* BEGIN Records shown *

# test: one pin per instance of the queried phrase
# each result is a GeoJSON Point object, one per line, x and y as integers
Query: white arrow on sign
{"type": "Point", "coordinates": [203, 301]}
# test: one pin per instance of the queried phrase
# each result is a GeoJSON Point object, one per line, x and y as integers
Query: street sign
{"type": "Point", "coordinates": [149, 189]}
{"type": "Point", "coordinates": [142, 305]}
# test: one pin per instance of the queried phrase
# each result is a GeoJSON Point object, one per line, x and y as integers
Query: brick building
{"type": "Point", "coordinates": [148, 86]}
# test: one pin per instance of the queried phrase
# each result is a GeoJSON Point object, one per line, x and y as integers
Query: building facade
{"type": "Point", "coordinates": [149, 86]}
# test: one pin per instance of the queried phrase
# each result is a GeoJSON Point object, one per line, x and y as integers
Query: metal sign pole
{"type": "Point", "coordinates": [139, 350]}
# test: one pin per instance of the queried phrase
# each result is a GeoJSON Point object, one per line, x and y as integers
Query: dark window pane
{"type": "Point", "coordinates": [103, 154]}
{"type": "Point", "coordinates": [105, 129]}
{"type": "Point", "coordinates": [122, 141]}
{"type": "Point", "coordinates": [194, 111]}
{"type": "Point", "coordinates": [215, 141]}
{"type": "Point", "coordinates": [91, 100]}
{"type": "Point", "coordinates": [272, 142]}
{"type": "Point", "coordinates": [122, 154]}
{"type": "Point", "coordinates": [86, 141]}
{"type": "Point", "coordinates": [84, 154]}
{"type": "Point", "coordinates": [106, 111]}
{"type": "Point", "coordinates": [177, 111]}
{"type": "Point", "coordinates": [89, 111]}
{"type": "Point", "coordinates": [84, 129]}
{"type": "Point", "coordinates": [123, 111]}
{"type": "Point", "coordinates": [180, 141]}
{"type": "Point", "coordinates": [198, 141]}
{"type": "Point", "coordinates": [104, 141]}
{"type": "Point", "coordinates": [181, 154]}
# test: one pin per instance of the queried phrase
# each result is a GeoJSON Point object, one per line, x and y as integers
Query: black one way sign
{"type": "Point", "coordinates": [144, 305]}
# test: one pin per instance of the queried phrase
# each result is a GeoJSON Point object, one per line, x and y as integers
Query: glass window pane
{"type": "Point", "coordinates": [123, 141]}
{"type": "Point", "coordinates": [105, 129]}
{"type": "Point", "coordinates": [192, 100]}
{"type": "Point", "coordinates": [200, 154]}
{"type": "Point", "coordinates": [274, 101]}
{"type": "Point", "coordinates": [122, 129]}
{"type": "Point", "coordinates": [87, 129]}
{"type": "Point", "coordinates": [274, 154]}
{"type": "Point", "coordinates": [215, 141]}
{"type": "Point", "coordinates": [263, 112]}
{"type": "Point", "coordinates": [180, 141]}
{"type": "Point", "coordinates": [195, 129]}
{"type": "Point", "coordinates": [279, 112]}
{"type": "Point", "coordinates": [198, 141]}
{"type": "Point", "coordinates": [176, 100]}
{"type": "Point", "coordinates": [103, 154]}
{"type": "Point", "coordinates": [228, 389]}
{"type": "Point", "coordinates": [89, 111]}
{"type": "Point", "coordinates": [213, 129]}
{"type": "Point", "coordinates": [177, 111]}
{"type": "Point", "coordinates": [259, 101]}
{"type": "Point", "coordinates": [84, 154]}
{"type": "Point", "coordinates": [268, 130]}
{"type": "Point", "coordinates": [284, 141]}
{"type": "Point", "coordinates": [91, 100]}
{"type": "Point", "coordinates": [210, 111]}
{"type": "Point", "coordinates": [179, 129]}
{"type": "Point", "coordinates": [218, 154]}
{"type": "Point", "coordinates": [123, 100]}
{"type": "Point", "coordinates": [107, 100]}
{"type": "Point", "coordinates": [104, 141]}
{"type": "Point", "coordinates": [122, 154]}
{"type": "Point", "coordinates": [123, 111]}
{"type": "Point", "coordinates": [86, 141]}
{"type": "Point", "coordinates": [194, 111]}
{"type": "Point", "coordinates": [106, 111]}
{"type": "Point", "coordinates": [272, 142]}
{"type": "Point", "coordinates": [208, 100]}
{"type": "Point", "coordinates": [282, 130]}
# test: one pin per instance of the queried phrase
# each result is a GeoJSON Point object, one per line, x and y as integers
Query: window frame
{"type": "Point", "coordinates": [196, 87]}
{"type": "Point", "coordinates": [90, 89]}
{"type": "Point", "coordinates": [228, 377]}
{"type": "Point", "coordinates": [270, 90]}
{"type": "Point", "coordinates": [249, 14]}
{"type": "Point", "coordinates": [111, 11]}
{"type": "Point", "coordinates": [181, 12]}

* END Records shown *

Write out every entry word for word.

# test: one pin per instance of the queried phrase
# each result is a GeoJSON Point object, one per line, x and y as integers
Query: white arrow on sign
{"type": "Point", "coordinates": [203, 301]}
# test: one pin per instance of the queried phrase
# each result is a GeoJSON Point object, one per line, x and y as integers
Query: street sign
{"type": "Point", "coordinates": [149, 189]}
{"type": "Point", "coordinates": [142, 305]}
# test: one pin per instance of the queried phrase
# each result is a GeoJSON Point object, one per line, x and y as integers
Query: brick building
{"type": "Point", "coordinates": [148, 86]}
# test: one pin per instance of the queried phrase
# each result is a GeoJSON Point object, one per line, x and y as integers
Query: building facade
{"type": "Point", "coordinates": [149, 86]}
# test: one pin per instance of the queried phrase
# each result is a GeoJSON Point object, one per line, x and y as integers
Query: metal sign pole
{"type": "Point", "coordinates": [139, 350]}
# test: one pin per instance of the queried phrase
# each result is a GeoJSON Point object, one per line, x and y as integers
Query: dark window pane
{"type": "Point", "coordinates": [103, 154]}
{"type": "Point", "coordinates": [105, 129]}
{"type": "Point", "coordinates": [122, 141]}
{"type": "Point", "coordinates": [194, 111]}
{"type": "Point", "coordinates": [215, 141]}
{"type": "Point", "coordinates": [91, 100]}
{"type": "Point", "coordinates": [272, 142]}
{"type": "Point", "coordinates": [122, 154]}
{"type": "Point", "coordinates": [86, 141]}
{"type": "Point", "coordinates": [84, 154]}
{"type": "Point", "coordinates": [106, 111]}
{"type": "Point", "coordinates": [177, 111]}
{"type": "Point", "coordinates": [89, 111]}
{"type": "Point", "coordinates": [84, 129]}
{"type": "Point", "coordinates": [123, 111]}
{"type": "Point", "coordinates": [180, 141]}
{"type": "Point", "coordinates": [198, 141]}
{"type": "Point", "coordinates": [104, 141]}
{"type": "Point", "coordinates": [181, 154]}
# test: one pin per instance of the queried phrase
# each result is a GeoJSON Point object, one per line, x and y as integers
Query: black one way sign
{"type": "Point", "coordinates": [144, 305]}
# test: one pin per instance of the queried phrase
# each result is a GeoJSON Point object, one per line, x and y as integers
Query: glass window pane
{"type": "Point", "coordinates": [123, 141]}
{"type": "Point", "coordinates": [105, 129]}
{"type": "Point", "coordinates": [192, 100]}
{"type": "Point", "coordinates": [200, 154]}
{"type": "Point", "coordinates": [274, 101]}
{"type": "Point", "coordinates": [122, 129]}
{"type": "Point", "coordinates": [87, 129]}
{"type": "Point", "coordinates": [274, 154]}
{"type": "Point", "coordinates": [215, 141]}
{"type": "Point", "coordinates": [263, 112]}
{"type": "Point", "coordinates": [180, 141]}
{"type": "Point", "coordinates": [195, 129]}
{"type": "Point", "coordinates": [279, 112]}
{"type": "Point", "coordinates": [198, 141]}
{"type": "Point", "coordinates": [176, 100]}
{"type": "Point", "coordinates": [103, 154]}
{"type": "Point", "coordinates": [228, 389]}
{"type": "Point", "coordinates": [89, 111]}
{"type": "Point", "coordinates": [213, 129]}
{"type": "Point", "coordinates": [177, 111]}
{"type": "Point", "coordinates": [259, 101]}
{"type": "Point", "coordinates": [84, 154]}
{"type": "Point", "coordinates": [268, 130]}
{"type": "Point", "coordinates": [284, 141]}
{"type": "Point", "coordinates": [91, 100]}
{"type": "Point", "coordinates": [210, 111]}
{"type": "Point", "coordinates": [179, 129]}
{"type": "Point", "coordinates": [218, 154]}
{"type": "Point", "coordinates": [123, 100]}
{"type": "Point", "coordinates": [107, 100]}
{"type": "Point", "coordinates": [104, 141]}
{"type": "Point", "coordinates": [122, 154]}
{"type": "Point", "coordinates": [123, 111]}
{"type": "Point", "coordinates": [86, 141]}
{"type": "Point", "coordinates": [194, 111]}
{"type": "Point", "coordinates": [106, 111]}
{"type": "Point", "coordinates": [272, 142]}
{"type": "Point", "coordinates": [208, 100]}
{"type": "Point", "coordinates": [282, 130]}
# test: one pin per instance of the queried phrase
# each result is a GeoJSON Point object, one per line, x and y as integers
Query: window frame
{"type": "Point", "coordinates": [196, 87]}
{"type": "Point", "coordinates": [90, 89]}
{"type": "Point", "coordinates": [228, 377]}
{"type": "Point", "coordinates": [270, 90]}
{"type": "Point", "coordinates": [249, 14]}
{"type": "Point", "coordinates": [111, 11]}
{"type": "Point", "coordinates": [181, 12]}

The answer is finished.